GIVEN REQUEST: Begin at the line that contains "Annotate every instance of the orange" and stop after the last line of the data. Rewrite every line in that span, adding 4 to each x and y coordinate in the answers, and leave the pictures out.

··· SOURCE DATA ···

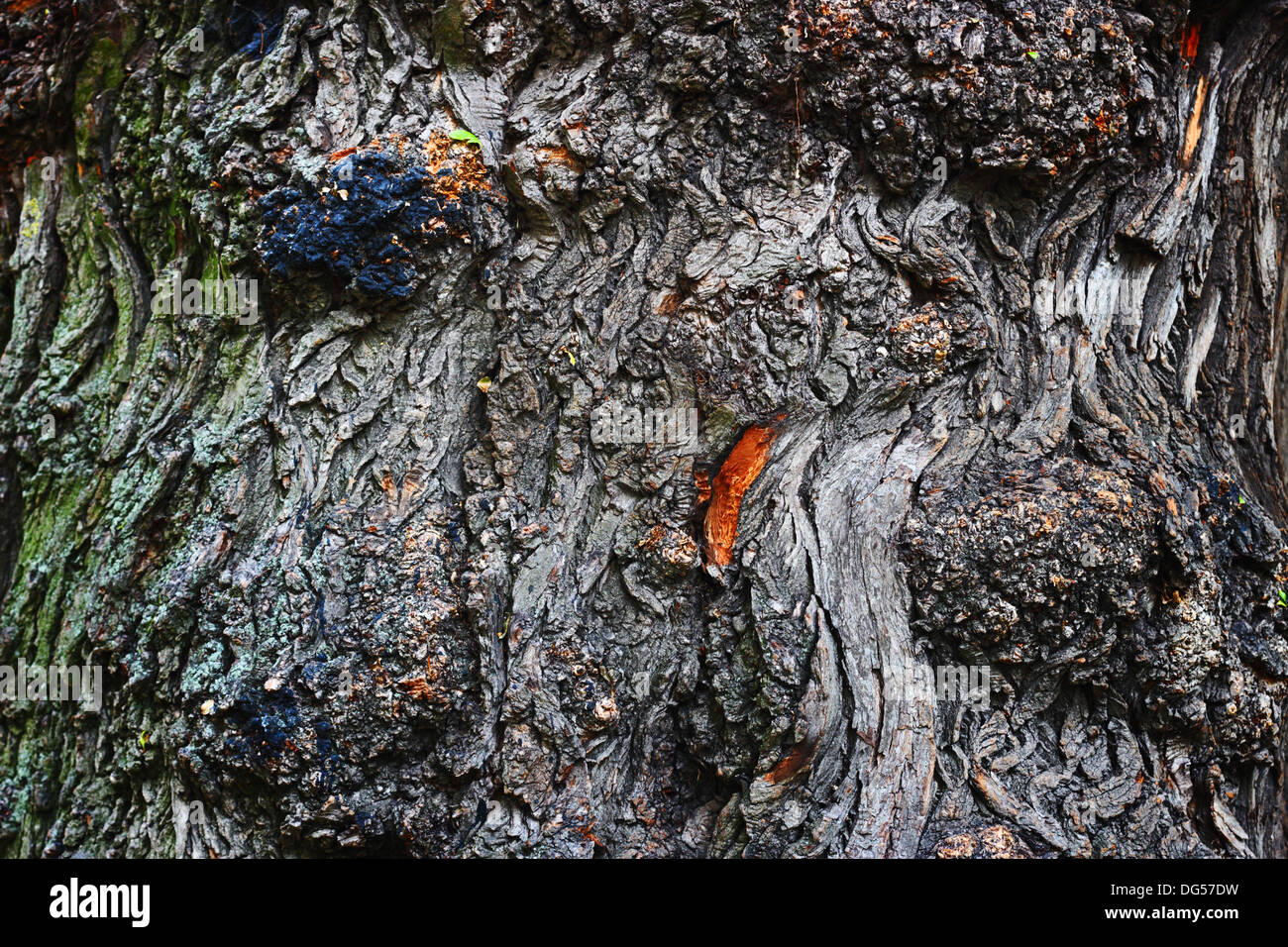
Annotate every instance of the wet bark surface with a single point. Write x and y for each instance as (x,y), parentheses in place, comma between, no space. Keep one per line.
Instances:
(978,305)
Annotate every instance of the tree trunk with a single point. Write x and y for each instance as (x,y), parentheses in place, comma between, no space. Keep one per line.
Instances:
(415,545)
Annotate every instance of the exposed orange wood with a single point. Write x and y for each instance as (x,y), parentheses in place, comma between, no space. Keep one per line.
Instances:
(1194,128)
(1190,43)
(739,471)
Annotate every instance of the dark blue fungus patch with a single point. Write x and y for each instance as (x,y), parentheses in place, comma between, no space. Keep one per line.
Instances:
(364,237)
(253,27)
(263,725)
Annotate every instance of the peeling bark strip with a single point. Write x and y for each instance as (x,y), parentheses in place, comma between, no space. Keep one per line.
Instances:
(1009,277)
(739,471)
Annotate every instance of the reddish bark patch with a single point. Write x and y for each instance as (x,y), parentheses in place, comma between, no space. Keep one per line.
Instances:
(791,764)
(1190,43)
(739,471)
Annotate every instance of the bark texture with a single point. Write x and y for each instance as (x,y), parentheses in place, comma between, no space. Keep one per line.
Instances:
(360,577)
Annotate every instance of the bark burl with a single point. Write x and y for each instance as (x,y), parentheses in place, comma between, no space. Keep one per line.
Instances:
(980,305)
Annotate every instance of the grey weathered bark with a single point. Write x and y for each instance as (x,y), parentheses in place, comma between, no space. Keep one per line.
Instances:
(362,579)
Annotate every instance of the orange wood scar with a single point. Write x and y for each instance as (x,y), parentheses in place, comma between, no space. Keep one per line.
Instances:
(735,476)
(1190,43)
(1196,125)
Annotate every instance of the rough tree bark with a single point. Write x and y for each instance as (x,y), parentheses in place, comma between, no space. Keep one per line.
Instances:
(980,304)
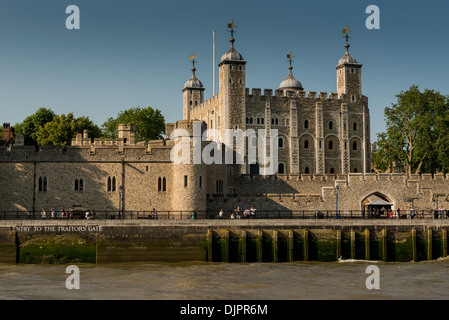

···

WORKED SOLUTION:
Annotate every instance of the orange wood scar with a single point. Write x and y for each instance as (x,y), parentheses in place, comma between, no space. Keep one per line.
Instances:
(739,480)
(1194,47)
(1200,129)
Annotate every instance of the rough tree bark with a single point. Write x and y for each instance as (x,y), parentheses in place, comma between, no space. Keep one per line.
Instances:
(984,308)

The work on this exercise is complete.